(Data entries)
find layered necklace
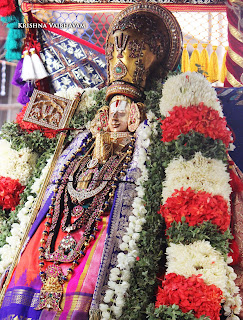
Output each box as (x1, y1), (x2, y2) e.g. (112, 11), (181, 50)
(36, 132), (135, 311)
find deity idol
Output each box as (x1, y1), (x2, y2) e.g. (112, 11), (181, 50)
(0, 3), (181, 320)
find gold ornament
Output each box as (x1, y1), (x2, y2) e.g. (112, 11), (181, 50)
(35, 265), (63, 311)
(106, 3), (182, 101)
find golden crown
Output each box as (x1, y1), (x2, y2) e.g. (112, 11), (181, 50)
(106, 3), (182, 101)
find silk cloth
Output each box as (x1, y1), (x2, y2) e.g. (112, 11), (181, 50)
(38, 29), (107, 92)
(0, 126), (140, 320)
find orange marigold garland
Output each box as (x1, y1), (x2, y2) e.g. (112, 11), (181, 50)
(161, 103), (231, 147)
(0, 177), (25, 211)
(155, 273), (223, 320)
(159, 188), (230, 232)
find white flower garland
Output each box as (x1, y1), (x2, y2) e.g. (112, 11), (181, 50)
(100, 118), (154, 320)
(162, 152), (232, 202)
(160, 72), (223, 117)
(0, 157), (52, 274)
(166, 240), (241, 315)
(160, 72), (241, 320)
(0, 140), (37, 186)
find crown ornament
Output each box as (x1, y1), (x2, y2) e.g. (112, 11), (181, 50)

_TO DO_. Which lines in the material above contain the word "garland"? Locate and copy each of them, treating uppercase and lowercase letters as distinct.

_RESPONSE BELOW_.
find orange marigold garland
find white flower garland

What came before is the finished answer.